• **Given request**: Copy out, exactly as given, every line from the line with "Task: place one keypoint per instance of the brown" to the end of the listing, both of those lines included.

• **Data to use**:
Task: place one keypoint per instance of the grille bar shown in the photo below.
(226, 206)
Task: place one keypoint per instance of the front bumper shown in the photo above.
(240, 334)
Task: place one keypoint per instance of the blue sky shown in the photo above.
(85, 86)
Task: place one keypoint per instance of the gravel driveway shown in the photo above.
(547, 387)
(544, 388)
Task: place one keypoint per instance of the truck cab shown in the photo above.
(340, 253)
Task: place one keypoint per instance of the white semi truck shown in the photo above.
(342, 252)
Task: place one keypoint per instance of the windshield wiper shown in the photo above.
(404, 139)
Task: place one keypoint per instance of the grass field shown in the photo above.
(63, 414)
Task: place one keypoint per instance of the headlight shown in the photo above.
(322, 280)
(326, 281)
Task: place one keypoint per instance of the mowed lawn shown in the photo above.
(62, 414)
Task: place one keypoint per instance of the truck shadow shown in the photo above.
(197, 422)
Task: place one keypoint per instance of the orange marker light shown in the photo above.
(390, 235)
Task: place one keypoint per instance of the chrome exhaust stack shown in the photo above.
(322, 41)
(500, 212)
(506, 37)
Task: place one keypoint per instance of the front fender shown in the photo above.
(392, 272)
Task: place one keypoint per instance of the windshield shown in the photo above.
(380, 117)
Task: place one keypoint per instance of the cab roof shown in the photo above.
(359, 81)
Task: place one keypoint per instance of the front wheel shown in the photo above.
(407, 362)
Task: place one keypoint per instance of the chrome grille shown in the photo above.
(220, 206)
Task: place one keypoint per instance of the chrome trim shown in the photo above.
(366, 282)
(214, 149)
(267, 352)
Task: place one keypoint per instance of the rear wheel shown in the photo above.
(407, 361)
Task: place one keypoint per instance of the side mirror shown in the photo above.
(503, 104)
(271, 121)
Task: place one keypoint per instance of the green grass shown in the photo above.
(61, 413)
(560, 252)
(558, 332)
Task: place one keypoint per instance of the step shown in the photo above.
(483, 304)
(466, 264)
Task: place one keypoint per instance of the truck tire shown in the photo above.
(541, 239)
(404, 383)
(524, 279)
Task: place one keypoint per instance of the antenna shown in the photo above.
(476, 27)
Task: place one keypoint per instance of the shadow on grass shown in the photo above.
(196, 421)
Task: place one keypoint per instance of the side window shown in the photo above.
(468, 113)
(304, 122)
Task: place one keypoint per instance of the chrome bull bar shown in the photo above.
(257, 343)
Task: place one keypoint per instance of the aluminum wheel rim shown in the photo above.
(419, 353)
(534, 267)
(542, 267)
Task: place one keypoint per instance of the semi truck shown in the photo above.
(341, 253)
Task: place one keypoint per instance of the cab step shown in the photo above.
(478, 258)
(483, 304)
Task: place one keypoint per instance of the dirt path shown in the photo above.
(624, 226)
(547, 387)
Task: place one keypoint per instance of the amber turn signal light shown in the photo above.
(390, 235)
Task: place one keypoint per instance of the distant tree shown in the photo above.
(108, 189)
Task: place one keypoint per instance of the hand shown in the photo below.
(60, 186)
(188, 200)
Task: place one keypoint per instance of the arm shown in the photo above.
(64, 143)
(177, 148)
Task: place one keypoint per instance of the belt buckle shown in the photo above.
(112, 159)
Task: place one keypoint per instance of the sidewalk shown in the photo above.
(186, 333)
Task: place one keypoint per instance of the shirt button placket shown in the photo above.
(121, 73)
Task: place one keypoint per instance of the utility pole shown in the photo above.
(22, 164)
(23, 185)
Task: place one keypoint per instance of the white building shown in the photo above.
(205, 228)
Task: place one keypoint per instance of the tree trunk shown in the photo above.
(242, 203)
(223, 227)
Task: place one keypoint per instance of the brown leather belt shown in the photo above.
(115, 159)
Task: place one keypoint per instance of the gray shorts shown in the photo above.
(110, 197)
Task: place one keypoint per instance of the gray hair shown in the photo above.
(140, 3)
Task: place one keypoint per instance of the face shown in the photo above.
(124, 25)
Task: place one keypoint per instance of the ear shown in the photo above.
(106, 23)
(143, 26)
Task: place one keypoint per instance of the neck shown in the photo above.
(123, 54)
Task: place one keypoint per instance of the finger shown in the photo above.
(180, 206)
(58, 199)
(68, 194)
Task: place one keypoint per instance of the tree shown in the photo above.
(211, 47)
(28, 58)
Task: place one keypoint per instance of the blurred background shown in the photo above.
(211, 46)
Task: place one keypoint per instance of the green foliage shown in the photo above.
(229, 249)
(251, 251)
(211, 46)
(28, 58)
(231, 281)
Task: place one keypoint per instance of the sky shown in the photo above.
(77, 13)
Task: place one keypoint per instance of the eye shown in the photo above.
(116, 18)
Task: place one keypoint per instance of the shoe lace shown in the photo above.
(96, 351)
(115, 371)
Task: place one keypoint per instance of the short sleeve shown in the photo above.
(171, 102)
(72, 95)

• **Task output**:
Task: place one keypoint per instance of the brown leather belt shown in the photo above.
(115, 159)
Task: place one keypoint per instance of the gray shorts shown in the photo above.
(110, 197)
Task: place one keypoint per instance of the gray hair shown in the photo above.
(140, 3)
Task: place one keypoint per instance of the face shown in the photo above.
(124, 25)
Task: place one keypoint per instance of the ear shown in the photo above.
(106, 23)
(143, 26)
Task: place one keypoint per instance of the neck shown in the photo above.
(123, 54)
Task: place one keypoint per instance of the finger shown in the photo above.
(180, 206)
(58, 199)
(68, 194)
Task: place one keypoint per instance of the tree shown in the photo above.
(211, 47)
(28, 58)
Task: place one keypoint per instance of the blurred background shown in the photo above.
(211, 46)
Task: place one keypoint per instance of the green foliage shown in the photo above.
(229, 249)
(251, 251)
(211, 46)
(28, 58)
(231, 281)
Task: place one keypoint per instance of the sky shown in the photo above.
(77, 13)
Task: place one keypoint per instance of the eye shown in the photo above.
(116, 18)
Task: place one keypoint per instance of the shoe lace shown in the photo above.
(96, 351)
(115, 371)
Task: place one keypoint per instance of the short sleeve shown in the photo above.
(171, 102)
(72, 95)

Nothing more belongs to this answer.